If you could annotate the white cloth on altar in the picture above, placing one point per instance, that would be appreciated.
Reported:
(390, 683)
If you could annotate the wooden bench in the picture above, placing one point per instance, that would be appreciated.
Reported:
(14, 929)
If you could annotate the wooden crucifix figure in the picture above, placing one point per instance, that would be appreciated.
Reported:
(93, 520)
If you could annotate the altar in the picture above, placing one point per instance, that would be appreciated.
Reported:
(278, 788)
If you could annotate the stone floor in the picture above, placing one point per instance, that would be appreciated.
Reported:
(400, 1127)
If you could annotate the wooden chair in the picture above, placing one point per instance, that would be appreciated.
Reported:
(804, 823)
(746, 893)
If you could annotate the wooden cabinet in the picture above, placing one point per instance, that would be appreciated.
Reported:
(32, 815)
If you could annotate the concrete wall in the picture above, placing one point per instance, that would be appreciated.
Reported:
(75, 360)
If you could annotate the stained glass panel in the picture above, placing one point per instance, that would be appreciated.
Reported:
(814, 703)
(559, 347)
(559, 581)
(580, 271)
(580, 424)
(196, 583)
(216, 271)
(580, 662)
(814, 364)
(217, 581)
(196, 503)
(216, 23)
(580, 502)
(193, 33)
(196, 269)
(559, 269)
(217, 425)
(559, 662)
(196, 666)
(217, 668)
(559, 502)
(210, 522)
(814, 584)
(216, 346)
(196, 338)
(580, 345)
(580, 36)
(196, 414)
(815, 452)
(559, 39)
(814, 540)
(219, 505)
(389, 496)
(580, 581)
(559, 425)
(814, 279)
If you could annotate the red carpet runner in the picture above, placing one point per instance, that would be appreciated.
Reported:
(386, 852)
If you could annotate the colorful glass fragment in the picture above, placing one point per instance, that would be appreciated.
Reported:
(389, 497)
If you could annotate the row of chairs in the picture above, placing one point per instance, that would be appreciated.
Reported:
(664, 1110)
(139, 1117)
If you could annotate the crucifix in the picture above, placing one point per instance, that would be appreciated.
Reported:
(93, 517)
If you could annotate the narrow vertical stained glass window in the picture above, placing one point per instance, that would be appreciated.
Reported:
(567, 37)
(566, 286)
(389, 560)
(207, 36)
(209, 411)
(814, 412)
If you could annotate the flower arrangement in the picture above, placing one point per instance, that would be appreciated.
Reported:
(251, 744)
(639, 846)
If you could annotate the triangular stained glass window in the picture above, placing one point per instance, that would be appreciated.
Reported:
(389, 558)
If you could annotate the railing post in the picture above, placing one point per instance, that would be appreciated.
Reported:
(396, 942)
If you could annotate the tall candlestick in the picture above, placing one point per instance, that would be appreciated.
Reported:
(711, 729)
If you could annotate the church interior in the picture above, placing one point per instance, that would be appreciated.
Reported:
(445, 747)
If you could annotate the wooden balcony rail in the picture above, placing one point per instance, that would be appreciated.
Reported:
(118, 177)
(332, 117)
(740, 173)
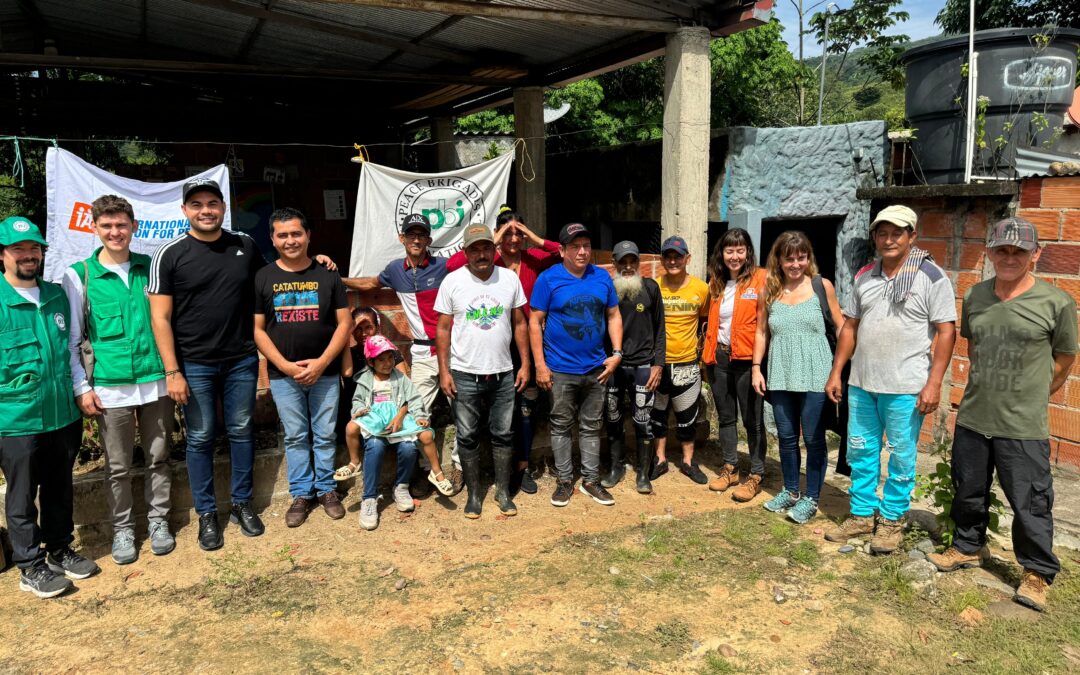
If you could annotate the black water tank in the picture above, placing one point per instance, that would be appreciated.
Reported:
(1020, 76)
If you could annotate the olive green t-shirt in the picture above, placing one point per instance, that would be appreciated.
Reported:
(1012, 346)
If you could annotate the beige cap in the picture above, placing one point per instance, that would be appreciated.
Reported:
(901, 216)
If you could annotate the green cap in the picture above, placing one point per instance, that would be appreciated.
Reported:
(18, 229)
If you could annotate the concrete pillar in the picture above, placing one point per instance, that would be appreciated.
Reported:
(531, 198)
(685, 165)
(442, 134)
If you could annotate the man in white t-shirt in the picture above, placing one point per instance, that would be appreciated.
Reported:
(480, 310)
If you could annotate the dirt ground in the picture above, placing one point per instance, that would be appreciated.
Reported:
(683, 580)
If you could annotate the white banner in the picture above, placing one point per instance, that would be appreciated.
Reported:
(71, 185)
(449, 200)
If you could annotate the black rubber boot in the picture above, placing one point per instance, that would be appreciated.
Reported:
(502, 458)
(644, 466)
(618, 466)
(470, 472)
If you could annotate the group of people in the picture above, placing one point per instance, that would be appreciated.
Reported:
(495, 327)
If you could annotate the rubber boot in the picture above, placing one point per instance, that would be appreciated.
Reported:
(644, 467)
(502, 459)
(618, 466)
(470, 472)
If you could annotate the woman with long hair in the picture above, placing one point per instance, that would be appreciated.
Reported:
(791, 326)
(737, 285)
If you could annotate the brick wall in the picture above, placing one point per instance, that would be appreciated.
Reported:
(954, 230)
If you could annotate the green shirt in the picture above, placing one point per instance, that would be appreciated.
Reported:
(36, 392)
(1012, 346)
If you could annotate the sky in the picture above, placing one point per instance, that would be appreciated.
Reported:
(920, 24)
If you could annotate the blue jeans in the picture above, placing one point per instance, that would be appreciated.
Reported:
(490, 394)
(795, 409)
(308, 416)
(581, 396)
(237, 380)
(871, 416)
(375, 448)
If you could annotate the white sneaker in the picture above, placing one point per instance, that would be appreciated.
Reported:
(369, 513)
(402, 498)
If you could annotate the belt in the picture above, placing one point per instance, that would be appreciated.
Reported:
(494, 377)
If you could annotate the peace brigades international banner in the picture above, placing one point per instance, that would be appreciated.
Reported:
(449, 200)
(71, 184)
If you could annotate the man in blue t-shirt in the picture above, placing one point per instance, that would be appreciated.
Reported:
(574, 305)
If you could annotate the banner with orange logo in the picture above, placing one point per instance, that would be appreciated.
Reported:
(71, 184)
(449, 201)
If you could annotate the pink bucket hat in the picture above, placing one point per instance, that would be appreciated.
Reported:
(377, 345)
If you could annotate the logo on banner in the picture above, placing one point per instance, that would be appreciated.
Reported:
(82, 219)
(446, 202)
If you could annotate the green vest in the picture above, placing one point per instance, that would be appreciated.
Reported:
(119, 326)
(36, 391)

§ Stated exercise
From the line containing "If you could annotate the brick" through the closing line of the material above, return every line exactly and omit all others.

§ Task output
If you could annotate the brick wall in the picture above, placing one point per instance, that would be appreciated.
Reported:
(954, 230)
If you could annotate the green shirt in the picture above, placing one point per instance, that would be appreciated.
Reported:
(36, 392)
(1012, 346)
If you could annotate the sky in the picture above, placing one point per instance, that would be appreciated.
Reported:
(920, 24)
If you could annotate the blue jeans in the picture above, placing one point per instance, that would be appreciated.
Reported:
(490, 394)
(795, 409)
(308, 416)
(581, 396)
(237, 380)
(871, 416)
(375, 448)
If you could annotate the white sneaker in the picture above, placing one point per instance, that would be appreciated.
Reported:
(369, 513)
(402, 498)
If you could annotate the belt in the picture above, placing one point per instance, that would be appreciated.
Reported:
(494, 377)
If you could annotate the peace brigades international banner in the picture above, placing one point per instance, that would be appreciated.
Reported:
(449, 200)
(71, 184)
If you could annotate the man in blue t-shirt in the picture above, placing one point per instance, that would be appreciated.
Reported:
(574, 305)
If you could annotate the banner with orange logo in the picture above, placing one point per instance, that would be appreciated.
Reported:
(71, 184)
(449, 201)
If you could annotate the pink bucket hat in the picture above, placing one point per instance, that would be appreciated.
Reported:
(377, 345)
If you could annotate the logo on banner in the picture above, placing one point per instance, that would be appreciated.
Reported:
(82, 219)
(446, 202)
If you could annotate the green vest in the picture above, placing one point per instance, that would be appreciated.
Reported:
(119, 326)
(36, 391)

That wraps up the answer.